Excerpted records ▸
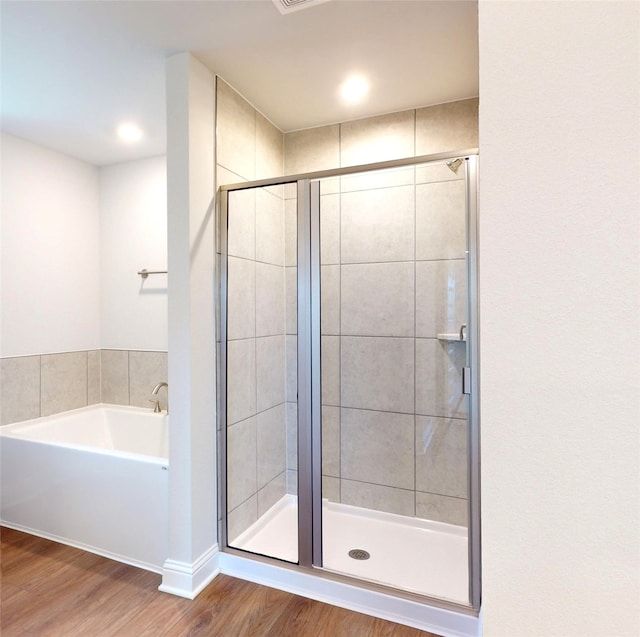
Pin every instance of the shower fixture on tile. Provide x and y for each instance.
(349, 442)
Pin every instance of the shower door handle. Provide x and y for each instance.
(466, 380)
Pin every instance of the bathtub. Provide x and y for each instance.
(95, 478)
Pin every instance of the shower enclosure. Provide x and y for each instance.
(348, 383)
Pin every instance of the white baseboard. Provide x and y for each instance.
(445, 622)
(188, 579)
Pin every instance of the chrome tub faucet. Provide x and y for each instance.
(154, 392)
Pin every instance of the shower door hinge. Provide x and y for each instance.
(466, 380)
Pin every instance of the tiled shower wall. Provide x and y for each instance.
(400, 455)
(393, 277)
(250, 147)
(42, 385)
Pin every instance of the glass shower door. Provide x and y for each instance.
(261, 371)
(394, 351)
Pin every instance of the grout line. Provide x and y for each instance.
(415, 325)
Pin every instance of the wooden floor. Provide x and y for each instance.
(51, 590)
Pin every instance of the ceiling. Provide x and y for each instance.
(71, 71)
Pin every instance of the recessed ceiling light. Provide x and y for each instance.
(129, 133)
(354, 89)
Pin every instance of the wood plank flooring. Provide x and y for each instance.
(52, 590)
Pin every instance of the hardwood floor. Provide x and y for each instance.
(52, 590)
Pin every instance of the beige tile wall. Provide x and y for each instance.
(34, 386)
(250, 147)
(393, 276)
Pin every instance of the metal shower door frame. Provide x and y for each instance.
(309, 366)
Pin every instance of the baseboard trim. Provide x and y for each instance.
(444, 622)
(188, 579)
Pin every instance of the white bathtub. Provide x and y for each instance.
(95, 478)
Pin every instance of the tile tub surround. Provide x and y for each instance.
(42, 385)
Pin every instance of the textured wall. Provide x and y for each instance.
(50, 251)
(560, 350)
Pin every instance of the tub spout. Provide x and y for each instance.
(154, 392)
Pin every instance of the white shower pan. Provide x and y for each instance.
(420, 556)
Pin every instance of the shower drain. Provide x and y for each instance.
(359, 554)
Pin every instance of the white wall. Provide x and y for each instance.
(133, 235)
(193, 549)
(50, 251)
(559, 246)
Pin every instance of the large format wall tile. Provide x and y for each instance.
(94, 374)
(441, 508)
(291, 373)
(380, 138)
(330, 299)
(331, 488)
(440, 221)
(329, 229)
(377, 226)
(242, 224)
(270, 371)
(292, 435)
(441, 297)
(146, 370)
(291, 232)
(378, 299)
(377, 373)
(447, 127)
(377, 497)
(241, 298)
(441, 453)
(64, 381)
(241, 380)
(241, 462)
(270, 301)
(377, 447)
(241, 518)
(115, 376)
(312, 149)
(330, 441)
(271, 445)
(270, 246)
(20, 383)
(236, 132)
(378, 179)
(439, 378)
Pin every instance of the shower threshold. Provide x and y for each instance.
(421, 556)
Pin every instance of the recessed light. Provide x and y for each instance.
(129, 133)
(354, 89)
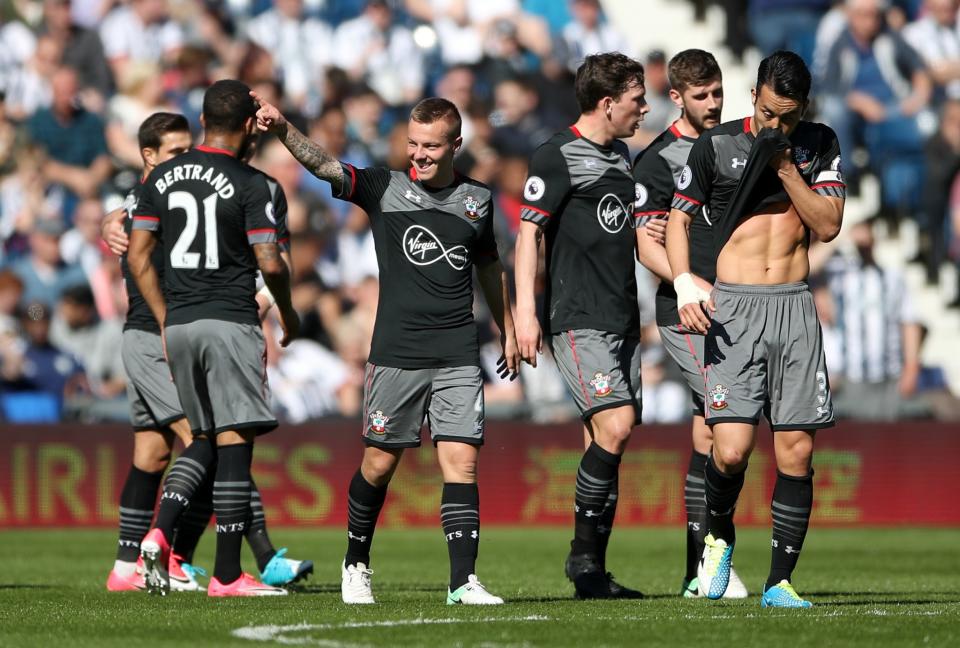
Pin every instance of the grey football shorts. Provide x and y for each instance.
(220, 371)
(397, 402)
(154, 403)
(601, 369)
(686, 349)
(764, 354)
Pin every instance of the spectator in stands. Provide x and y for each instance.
(28, 88)
(80, 245)
(943, 164)
(140, 95)
(44, 274)
(374, 49)
(466, 29)
(663, 112)
(875, 376)
(875, 91)
(73, 140)
(518, 125)
(34, 364)
(786, 24)
(936, 38)
(77, 330)
(588, 33)
(308, 381)
(140, 31)
(302, 47)
(457, 86)
(83, 49)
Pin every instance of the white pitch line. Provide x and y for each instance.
(279, 634)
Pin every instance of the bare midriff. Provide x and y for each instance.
(766, 248)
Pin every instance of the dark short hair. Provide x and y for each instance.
(227, 105)
(786, 74)
(605, 75)
(434, 109)
(692, 67)
(157, 125)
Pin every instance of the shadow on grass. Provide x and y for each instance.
(884, 601)
(328, 588)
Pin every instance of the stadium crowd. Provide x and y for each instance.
(77, 77)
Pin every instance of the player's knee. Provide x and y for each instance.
(379, 465)
(730, 459)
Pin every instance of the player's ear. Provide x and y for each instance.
(676, 98)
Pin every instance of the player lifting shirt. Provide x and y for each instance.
(767, 181)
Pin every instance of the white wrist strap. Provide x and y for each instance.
(688, 292)
(266, 293)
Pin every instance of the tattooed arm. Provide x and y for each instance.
(310, 154)
(277, 277)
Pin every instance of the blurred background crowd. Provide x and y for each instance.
(77, 77)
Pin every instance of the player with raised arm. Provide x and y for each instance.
(767, 181)
(431, 228)
(214, 218)
(697, 89)
(156, 414)
(579, 195)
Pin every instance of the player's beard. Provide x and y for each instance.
(247, 146)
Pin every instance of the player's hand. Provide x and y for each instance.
(693, 294)
(290, 323)
(111, 231)
(657, 230)
(269, 118)
(529, 340)
(508, 366)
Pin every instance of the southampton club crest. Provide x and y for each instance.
(601, 384)
(378, 422)
(718, 397)
(472, 208)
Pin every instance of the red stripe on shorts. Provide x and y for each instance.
(576, 360)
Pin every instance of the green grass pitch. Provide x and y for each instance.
(871, 587)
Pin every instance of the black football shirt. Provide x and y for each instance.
(209, 209)
(581, 194)
(139, 315)
(719, 158)
(657, 171)
(427, 242)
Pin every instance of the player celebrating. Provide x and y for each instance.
(767, 181)
(580, 193)
(430, 227)
(212, 331)
(697, 89)
(155, 411)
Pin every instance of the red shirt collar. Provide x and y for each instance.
(211, 149)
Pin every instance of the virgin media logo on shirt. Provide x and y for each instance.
(611, 213)
(423, 248)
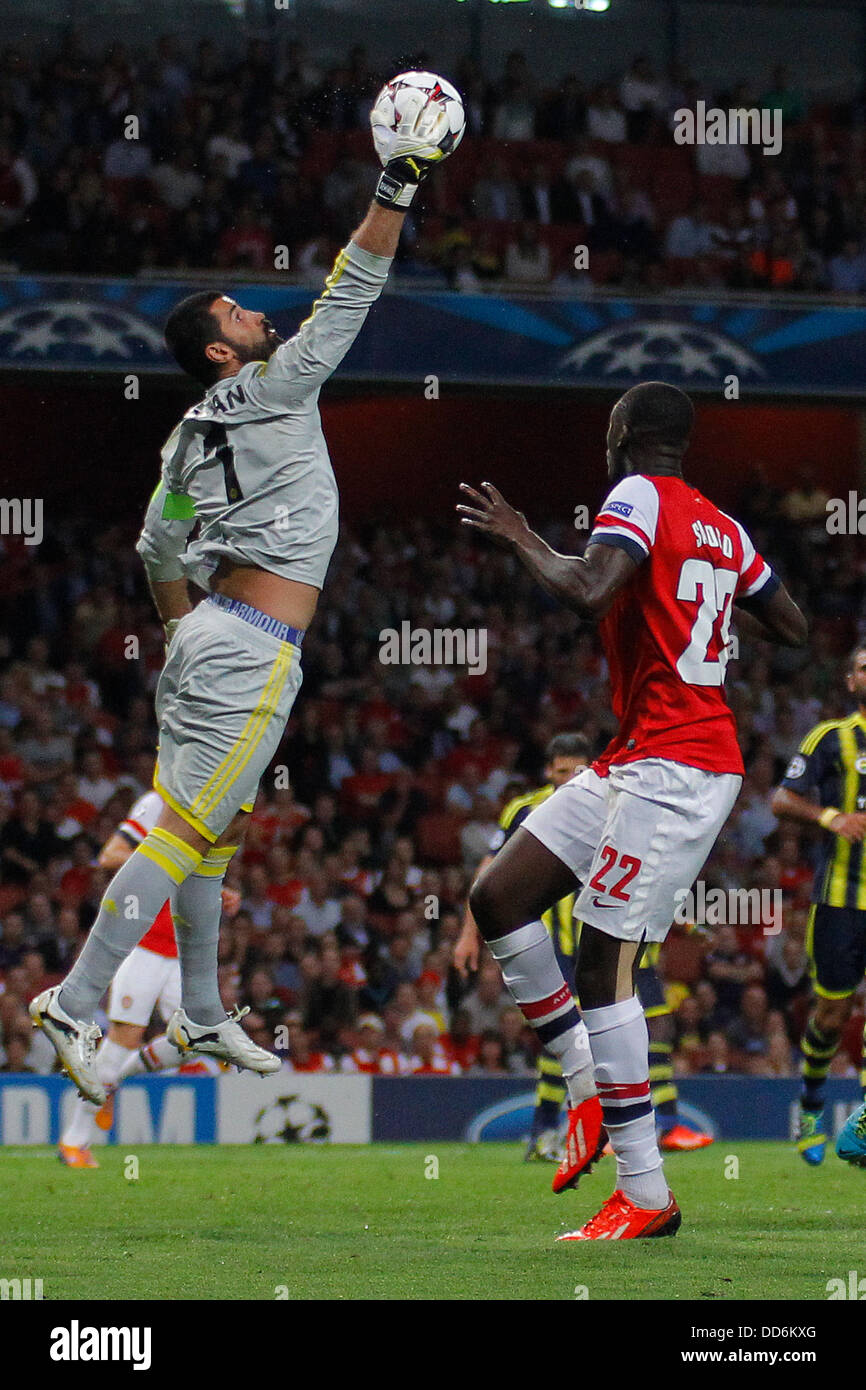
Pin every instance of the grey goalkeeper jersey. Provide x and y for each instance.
(250, 463)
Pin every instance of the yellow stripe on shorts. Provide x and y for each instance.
(243, 748)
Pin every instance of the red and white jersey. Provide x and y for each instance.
(141, 819)
(666, 635)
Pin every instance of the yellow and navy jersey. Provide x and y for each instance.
(831, 765)
(559, 919)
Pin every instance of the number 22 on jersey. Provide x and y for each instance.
(716, 590)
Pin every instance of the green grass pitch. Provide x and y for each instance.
(366, 1222)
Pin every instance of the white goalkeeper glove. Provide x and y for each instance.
(412, 149)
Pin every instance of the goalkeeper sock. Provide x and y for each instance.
(129, 905)
(196, 923)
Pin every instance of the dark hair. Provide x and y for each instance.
(567, 745)
(658, 413)
(189, 328)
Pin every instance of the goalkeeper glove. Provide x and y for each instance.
(413, 150)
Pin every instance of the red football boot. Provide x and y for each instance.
(584, 1143)
(620, 1219)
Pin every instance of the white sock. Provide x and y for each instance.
(109, 1064)
(156, 1055)
(577, 1068)
(619, 1040)
(537, 986)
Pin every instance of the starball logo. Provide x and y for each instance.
(77, 1343)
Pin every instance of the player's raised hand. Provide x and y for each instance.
(467, 950)
(492, 514)
(850, 826)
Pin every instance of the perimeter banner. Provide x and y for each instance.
(330, 1108)
(413, 334)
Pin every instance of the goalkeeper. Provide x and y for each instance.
(248, 463)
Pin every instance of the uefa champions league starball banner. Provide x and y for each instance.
(325, 1108)
(786, 348)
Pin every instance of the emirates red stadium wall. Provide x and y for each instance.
(81, 446)
(292, 1108)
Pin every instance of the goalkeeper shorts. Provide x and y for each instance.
(223, 702)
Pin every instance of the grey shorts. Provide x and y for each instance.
(223, 702)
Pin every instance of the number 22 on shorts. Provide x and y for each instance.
(610, 859)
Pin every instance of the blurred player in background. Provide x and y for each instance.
(250, 466)
(662, 571)
(566, 755)
(824, 786)
(148, 980)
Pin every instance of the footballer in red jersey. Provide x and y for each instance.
(662, 573)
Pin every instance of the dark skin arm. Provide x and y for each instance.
(585, 585)
(776, 619)
(590, 585)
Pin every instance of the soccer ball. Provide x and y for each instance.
(399, 103)
(289, 1119)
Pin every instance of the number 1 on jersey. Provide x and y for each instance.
(216, 442)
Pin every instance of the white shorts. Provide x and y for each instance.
(635, 840)
(143, 983)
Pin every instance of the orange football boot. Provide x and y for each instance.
(104, 1115)
(584, 1143)
(75, 1157)
(620, 1219)
(680, 1139)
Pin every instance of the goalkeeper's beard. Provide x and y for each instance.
(260, 350)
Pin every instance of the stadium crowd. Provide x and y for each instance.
(121, 161)
(385, 792)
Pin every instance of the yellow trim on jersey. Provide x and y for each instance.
(815, 736)
(836, 877)
(331, 280)
(243, 748)
(651, 955)
(549, 1066)
(530, 798)
(549, 1091)
(831, 994)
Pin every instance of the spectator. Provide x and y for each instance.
(605, 117)
(485, 1002)
(527, 260)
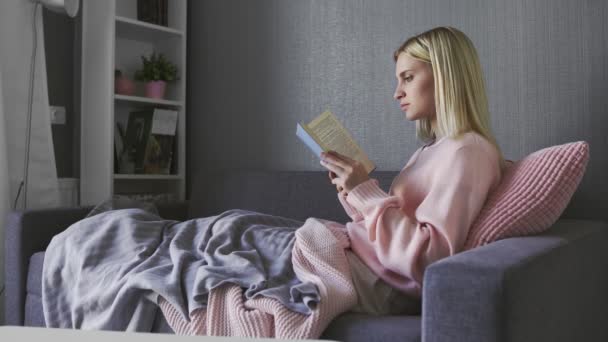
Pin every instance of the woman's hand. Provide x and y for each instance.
(344, 172)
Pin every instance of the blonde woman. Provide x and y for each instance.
(432, 203)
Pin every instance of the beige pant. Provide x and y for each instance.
(374, 295)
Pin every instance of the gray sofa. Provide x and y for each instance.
(548, 287)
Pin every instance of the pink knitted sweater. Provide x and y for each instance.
(427, 212)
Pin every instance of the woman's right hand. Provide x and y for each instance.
(332, 175)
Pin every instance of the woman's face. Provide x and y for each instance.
(415, 88)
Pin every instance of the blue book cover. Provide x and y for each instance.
(309, 140)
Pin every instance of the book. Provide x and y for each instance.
(326, 133)
(160, 146)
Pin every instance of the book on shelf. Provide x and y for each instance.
(326, 133)
(150, 139)
(153, 11)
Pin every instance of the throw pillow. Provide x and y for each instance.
(532, 195)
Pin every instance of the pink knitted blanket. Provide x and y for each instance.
(318, 256)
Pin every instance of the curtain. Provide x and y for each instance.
(16, 46)
(4, 193)
(17, 38)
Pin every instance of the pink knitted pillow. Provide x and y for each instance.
(532, 195)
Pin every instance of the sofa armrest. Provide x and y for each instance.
(548, 287)
(28, 232)
(31, 231)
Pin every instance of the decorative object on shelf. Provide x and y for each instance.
(149, 140)
(122, 84)
(153, 11)
(157, 70)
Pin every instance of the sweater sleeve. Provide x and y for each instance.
(353, 213)
(406, 245)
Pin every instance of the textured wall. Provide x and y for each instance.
(256, 68)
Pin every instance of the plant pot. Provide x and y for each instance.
(124, 86)
(156, 89)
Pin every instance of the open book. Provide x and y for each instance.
(326, 133)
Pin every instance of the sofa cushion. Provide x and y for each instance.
(355, 327)
(532, 194)
(34, 274)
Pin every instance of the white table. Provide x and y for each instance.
(22, 334)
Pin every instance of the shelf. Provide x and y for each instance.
(147, 177)
(132, 29)
(140, 99)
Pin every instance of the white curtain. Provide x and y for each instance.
(17, 37)
(16, 46)
(4, 192)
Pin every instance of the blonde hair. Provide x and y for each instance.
(460, 96)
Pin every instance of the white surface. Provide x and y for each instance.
(67, 335)
(4, 193)
(97, 110)
(139, 99)
(138, 30)
(16, 45)
(68, 192)
(57, 115)
(112, 38)
(69, 7)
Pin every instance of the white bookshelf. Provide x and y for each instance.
(113, 38)
(140, 99)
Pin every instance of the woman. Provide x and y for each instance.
(433, 201)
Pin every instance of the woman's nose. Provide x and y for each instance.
(398, 94)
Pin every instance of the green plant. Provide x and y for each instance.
(156, 67)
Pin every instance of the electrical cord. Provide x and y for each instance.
(26, 162)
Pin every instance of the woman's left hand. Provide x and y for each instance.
(349, 172)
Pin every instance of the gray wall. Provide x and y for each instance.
(258, 67)
(59, 37)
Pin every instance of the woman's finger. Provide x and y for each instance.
(334, 159)
(337, 170)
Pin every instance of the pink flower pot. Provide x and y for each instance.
(124, 86)
(156, 89)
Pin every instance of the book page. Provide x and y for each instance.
(332, 135)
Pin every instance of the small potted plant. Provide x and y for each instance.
(156, 71)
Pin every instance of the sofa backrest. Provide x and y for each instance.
(293, 194)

What you need to do ▸ Switch "jersey" to "shirt" in the lines from the one containing "Pin every instance of the grey goalkeeper" down to the one containing "(366, 1222)", leaving everything else unchanged. Give back only those lines.

Completed exercise ▸
Pin every instance of the grey goalkeeper shirt. Provide x and y for each instance.
(250, 463)
Pin every instance of the yellow stripe on shorts. Provide x and y for each instance.
(243, 748)
Pin every instance of the red and white shirt. Provide x and y for each instance.
(141, 819)
(666, 635)
Pin every instance of the yellow and navy shirt. Provide x and y for each instance.
(831, 765)
(559, 919)
Pin every instance of the number 22 on shirt. Provide x and y for each instance.
(716, 590)
Pin every instance of the green grass pitch. Provide x and y for each instance.
(366, 1222)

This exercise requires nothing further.